[Data items]
_____
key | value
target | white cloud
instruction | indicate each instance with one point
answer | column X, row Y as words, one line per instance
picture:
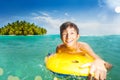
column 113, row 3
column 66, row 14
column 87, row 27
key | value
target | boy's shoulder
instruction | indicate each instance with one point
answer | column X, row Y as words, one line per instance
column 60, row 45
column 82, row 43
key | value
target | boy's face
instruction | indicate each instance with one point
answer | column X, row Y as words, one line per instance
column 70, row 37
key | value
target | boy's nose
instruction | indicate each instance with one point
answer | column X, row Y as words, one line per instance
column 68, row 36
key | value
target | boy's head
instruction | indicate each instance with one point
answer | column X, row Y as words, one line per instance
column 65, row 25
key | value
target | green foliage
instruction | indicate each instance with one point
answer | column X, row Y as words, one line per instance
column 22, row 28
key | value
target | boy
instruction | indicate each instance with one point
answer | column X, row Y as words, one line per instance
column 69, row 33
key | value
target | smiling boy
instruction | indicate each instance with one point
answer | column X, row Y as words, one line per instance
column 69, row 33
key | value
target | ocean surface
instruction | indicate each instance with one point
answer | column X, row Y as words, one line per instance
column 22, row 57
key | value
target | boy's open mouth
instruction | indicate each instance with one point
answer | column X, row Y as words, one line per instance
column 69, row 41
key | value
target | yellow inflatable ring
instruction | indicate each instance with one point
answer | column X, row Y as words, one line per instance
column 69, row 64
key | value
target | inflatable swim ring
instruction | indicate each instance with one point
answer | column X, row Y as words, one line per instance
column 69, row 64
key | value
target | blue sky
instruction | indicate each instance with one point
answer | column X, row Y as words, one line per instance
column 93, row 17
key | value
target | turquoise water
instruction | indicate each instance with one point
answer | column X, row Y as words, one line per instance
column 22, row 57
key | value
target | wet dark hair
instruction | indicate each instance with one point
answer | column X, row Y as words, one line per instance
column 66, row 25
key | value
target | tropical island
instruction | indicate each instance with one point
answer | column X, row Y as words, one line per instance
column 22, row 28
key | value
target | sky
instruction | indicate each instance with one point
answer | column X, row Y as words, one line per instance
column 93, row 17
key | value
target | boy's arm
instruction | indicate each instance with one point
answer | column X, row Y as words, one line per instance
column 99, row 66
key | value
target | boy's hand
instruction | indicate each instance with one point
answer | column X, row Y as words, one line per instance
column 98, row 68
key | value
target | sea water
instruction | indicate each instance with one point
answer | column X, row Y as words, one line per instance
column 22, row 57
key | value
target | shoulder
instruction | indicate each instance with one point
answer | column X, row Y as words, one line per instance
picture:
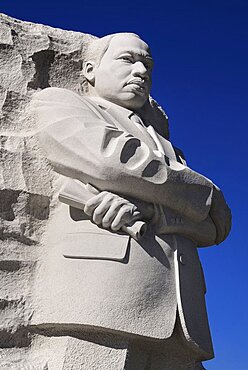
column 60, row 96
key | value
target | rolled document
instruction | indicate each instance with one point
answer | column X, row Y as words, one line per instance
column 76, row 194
_____
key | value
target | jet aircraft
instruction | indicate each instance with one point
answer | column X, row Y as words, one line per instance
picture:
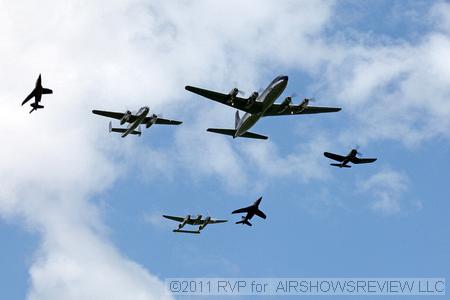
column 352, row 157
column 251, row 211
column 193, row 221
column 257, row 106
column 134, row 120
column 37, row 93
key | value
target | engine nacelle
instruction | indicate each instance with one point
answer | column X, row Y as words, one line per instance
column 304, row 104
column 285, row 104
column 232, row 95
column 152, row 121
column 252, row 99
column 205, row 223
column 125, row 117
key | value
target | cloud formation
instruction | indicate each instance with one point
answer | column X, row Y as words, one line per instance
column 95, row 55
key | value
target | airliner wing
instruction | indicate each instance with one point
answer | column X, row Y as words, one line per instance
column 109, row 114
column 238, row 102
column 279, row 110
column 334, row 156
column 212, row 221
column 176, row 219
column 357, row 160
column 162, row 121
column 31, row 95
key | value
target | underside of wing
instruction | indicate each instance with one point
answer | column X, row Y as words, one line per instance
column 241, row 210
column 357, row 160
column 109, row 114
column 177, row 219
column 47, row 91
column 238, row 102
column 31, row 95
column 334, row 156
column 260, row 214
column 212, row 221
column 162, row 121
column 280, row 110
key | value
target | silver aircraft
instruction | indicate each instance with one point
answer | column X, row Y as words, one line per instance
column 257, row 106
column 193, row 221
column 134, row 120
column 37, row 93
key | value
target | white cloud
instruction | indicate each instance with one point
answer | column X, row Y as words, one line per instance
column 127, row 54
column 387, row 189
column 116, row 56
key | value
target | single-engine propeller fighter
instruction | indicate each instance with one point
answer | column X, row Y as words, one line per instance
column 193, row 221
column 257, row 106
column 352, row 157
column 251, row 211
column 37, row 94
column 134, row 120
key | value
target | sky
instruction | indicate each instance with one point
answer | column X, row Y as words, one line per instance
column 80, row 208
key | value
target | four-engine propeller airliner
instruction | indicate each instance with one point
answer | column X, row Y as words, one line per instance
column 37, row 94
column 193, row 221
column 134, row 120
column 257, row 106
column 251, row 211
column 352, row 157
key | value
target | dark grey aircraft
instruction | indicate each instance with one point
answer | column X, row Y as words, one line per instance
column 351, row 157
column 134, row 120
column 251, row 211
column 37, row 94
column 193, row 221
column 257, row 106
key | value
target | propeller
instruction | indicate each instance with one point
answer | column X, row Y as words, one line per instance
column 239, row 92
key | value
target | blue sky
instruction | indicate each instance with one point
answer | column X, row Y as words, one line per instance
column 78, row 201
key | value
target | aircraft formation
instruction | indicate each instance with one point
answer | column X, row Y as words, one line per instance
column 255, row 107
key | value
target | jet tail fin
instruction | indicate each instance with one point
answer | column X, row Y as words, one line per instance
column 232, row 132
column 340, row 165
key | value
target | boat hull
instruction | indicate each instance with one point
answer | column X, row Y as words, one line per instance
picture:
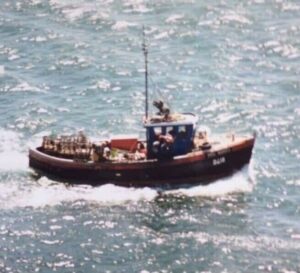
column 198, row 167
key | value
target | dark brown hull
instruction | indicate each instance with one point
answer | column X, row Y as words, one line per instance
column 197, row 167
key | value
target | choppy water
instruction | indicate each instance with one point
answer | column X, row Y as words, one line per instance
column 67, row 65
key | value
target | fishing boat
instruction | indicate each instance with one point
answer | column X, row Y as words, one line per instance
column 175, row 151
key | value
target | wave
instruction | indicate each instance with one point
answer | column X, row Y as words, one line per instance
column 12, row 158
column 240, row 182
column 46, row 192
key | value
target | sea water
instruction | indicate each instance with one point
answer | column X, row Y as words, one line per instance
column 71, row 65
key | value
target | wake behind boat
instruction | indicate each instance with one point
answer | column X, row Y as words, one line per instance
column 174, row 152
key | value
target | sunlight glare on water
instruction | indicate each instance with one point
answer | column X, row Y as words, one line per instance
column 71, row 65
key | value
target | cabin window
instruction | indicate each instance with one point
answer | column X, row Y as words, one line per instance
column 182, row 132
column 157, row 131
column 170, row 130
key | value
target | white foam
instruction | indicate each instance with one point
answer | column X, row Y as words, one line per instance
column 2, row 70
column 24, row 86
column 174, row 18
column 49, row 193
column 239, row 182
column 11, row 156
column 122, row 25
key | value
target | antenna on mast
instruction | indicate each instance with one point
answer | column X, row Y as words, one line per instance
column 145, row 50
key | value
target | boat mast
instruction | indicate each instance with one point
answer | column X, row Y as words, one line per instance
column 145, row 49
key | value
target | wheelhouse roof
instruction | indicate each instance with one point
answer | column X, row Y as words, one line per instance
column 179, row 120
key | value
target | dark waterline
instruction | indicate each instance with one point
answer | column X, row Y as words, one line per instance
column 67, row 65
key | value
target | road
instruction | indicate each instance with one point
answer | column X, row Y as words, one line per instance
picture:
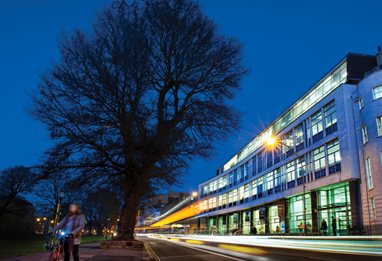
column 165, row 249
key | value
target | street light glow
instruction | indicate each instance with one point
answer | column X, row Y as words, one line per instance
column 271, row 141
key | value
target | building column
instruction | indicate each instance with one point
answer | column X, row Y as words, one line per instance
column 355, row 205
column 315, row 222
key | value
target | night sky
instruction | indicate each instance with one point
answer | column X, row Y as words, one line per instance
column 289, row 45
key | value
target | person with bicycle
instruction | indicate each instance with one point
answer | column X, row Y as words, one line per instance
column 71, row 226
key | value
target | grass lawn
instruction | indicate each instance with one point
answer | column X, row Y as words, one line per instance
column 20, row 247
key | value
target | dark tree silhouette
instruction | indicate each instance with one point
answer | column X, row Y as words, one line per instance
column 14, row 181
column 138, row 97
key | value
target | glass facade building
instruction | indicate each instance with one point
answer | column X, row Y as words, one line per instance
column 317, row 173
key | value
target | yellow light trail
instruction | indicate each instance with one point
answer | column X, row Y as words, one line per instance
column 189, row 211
_____
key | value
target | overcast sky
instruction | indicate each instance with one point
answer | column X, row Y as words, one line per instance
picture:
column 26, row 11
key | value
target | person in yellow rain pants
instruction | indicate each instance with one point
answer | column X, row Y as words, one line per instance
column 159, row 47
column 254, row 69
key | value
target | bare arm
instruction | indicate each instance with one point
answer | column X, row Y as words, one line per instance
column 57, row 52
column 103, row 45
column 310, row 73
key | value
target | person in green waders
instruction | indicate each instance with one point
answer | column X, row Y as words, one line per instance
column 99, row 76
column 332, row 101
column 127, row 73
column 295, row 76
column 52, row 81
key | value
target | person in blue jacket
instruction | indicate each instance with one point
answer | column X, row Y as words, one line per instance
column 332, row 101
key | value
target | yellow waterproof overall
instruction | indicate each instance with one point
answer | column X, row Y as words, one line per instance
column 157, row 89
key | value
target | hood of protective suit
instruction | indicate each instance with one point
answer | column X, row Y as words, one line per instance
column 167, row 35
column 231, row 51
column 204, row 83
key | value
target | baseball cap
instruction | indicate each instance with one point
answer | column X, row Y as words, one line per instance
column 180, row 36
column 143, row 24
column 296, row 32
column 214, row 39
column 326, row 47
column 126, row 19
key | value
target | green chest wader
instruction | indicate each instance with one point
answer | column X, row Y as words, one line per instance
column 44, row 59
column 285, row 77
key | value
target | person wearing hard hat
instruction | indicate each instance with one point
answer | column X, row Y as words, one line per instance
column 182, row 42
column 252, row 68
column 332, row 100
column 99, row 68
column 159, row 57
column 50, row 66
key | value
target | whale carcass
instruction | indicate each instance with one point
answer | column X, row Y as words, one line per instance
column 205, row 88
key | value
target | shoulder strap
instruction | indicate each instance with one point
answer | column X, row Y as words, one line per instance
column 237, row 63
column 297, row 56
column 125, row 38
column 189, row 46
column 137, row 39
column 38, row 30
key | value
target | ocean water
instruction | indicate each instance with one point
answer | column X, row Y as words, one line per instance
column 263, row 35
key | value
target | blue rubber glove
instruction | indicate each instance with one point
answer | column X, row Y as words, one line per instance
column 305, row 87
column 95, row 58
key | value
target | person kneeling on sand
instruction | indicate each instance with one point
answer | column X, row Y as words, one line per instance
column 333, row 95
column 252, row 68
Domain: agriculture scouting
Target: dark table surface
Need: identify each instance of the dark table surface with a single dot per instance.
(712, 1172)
_____
What this exercise asks for is every line of the data above with the word "ocean".

_RESPONSE_
target | ocean surface
target | ocean water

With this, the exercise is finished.